* Directions for this task *
Only the lines starting at the one that contains "Note: point at the asphalt" and running to the end should be repeated, exactly as written.
## Begin
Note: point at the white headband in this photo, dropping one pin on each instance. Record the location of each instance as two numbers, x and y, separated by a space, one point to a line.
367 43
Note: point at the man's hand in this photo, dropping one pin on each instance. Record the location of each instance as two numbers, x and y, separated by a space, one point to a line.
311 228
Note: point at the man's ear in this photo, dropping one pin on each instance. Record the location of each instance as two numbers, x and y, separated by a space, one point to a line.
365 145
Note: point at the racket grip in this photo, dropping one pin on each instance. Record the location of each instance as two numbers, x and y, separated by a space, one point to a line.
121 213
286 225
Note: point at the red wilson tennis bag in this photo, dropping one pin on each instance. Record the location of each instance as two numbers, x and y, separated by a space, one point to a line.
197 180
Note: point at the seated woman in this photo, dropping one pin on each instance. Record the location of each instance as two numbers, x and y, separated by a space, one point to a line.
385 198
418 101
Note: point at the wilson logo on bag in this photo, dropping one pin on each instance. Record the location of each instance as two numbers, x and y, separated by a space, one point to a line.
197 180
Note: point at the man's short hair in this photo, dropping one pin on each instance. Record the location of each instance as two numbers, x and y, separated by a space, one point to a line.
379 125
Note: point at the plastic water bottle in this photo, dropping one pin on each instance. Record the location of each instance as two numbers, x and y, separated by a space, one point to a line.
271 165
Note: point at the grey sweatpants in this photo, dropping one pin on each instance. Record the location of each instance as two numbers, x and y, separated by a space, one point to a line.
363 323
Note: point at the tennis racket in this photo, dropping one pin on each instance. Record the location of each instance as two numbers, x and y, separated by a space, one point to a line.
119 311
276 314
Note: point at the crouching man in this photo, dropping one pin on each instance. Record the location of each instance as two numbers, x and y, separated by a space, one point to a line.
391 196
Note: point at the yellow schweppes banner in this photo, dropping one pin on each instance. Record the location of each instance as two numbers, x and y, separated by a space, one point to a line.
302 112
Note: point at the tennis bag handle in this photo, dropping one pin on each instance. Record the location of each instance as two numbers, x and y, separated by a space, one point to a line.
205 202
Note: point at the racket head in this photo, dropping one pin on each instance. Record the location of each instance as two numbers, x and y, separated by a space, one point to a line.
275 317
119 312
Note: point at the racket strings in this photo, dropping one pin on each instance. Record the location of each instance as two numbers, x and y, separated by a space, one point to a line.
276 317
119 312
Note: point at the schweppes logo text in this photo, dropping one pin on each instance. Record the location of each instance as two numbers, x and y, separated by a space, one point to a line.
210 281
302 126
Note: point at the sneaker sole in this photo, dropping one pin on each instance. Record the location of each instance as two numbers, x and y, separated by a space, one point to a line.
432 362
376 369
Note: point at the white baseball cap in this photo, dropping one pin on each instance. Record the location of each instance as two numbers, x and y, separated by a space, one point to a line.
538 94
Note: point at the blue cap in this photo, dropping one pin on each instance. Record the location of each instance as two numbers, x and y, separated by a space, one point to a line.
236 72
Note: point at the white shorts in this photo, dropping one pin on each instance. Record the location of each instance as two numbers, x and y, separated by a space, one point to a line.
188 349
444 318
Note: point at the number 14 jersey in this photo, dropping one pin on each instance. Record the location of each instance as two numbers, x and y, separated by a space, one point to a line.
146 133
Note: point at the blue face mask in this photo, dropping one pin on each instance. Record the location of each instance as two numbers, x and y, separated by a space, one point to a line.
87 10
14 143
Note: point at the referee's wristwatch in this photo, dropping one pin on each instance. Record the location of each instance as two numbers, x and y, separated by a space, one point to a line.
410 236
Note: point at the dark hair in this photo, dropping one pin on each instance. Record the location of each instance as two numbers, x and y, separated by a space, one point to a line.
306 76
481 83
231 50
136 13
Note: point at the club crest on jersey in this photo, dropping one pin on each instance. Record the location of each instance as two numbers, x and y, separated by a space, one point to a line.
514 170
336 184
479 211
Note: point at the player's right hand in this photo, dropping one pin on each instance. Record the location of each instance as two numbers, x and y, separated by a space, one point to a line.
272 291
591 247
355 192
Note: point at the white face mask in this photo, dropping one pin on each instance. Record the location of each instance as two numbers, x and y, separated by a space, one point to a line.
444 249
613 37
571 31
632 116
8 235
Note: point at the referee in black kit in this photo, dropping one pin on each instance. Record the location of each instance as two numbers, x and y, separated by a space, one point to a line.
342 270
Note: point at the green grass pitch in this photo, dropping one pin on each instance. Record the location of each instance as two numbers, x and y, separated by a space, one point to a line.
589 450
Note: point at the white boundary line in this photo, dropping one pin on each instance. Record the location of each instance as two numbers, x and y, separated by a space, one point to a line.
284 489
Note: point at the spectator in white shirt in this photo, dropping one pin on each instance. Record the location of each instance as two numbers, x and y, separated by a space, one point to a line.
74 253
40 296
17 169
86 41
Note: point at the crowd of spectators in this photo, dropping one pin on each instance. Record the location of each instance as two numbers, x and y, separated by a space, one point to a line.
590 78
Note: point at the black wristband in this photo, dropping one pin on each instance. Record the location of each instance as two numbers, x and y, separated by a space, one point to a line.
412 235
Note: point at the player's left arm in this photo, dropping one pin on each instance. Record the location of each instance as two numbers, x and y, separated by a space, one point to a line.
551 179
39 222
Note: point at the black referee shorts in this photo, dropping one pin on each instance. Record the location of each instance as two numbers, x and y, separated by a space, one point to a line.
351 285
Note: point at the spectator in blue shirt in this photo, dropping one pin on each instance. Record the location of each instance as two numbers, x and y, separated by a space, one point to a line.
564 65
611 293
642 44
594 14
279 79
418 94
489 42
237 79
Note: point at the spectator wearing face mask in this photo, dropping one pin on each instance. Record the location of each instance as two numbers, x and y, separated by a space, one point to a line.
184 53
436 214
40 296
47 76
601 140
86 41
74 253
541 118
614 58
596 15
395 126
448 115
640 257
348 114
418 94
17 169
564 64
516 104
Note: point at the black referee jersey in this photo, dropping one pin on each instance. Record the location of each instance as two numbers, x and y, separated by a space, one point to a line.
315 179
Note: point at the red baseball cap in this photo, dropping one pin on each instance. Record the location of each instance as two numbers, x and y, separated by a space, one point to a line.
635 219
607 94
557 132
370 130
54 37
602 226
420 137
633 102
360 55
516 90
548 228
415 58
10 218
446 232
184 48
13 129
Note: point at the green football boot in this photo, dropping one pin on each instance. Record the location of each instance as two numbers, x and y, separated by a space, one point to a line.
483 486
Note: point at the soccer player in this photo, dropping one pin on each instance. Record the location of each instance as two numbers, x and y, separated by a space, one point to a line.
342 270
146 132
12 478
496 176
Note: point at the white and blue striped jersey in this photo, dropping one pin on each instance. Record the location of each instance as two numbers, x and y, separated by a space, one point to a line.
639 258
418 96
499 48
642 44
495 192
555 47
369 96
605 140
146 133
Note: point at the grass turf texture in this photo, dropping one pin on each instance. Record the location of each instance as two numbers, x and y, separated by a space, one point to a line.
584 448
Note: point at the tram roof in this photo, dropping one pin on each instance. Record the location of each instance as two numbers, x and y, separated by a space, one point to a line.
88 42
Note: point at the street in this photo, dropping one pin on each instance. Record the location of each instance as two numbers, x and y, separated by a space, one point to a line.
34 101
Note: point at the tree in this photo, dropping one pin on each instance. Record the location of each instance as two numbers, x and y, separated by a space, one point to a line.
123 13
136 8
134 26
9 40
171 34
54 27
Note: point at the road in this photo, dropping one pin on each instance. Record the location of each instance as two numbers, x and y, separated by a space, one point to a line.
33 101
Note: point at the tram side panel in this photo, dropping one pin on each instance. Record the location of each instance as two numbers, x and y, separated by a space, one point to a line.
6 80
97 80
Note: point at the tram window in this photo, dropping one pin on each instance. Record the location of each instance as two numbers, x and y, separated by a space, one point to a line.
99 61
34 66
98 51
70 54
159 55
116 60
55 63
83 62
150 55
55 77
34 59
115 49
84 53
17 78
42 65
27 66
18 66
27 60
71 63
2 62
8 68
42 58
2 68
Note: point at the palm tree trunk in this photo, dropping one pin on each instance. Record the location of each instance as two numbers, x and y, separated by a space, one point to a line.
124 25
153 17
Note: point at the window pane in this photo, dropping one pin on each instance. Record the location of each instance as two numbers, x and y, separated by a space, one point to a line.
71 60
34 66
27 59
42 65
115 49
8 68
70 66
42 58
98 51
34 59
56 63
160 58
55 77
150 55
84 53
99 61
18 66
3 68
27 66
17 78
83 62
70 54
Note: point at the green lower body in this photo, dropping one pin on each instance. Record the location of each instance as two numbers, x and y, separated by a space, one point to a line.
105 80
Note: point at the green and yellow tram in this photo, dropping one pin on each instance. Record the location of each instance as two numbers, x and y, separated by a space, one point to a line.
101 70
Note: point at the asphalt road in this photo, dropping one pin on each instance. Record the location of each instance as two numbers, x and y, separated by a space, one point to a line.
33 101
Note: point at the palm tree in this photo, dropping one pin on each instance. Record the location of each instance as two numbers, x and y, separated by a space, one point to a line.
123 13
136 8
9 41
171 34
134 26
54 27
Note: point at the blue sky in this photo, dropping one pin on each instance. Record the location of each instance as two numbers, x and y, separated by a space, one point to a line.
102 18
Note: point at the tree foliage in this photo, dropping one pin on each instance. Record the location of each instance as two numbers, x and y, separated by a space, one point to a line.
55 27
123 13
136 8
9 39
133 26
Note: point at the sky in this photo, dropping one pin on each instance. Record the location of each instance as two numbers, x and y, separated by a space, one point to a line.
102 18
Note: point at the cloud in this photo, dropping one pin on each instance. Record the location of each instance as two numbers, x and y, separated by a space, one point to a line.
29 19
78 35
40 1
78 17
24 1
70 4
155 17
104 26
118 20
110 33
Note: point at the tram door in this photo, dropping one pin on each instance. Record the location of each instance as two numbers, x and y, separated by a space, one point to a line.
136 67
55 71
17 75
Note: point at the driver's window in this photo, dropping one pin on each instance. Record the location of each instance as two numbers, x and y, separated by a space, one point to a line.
## End
* Written response *
Note: point at the asphalt road in this photo, dropping one pin on each instance. Record the location of each instance as two numbers, x and y, separated by a space, one point to a line.
33 101
Note: point at the palm tree in this photo, dropping one pin on each instance. Record the location of each instance as two numbers, x and y, separated by a space, one point to a line.
123 13
136 8
9 41
171 34
134 26
54 27
Note: point at the blue sky in this photo, dropping one pin on each instance. Record the location of each instance as two numbers, x and y, separated by a space, one point to a line.
102 18
Note: point at the tree foliage in this photo, dropping one pin on each instance. Record the location of each instance as two numbers, x and y, separated by a space, one point to a line.
55 27
123 13
136 8
9 39
133 26
Note: point at the sky in this photo, dropping one pin on each instance. Record the location of each instance as two numbers, x and y, separated by a space, one point to a line.
102 18
Note: point at the cloud in this photo, dropping one pin on each instance. Record the location of each instance as two numbers, x and y, separated by a space, one point to a line.
29 19
78 35
40 1
78 17
24 1
70 4
155 17
104 26
118 20
110 33
Note: point at the tram door in this photo, dropping one pin on each instance. Record the location of each instance as two numbers, x and y, separated by a space, one point to a line.
136 67
55 71
17 75
Note: point at the driver's window in this photo, dropping one pin on each instance. Record the location of each instance as two numbers, x and y, separated by a space, one point to a line.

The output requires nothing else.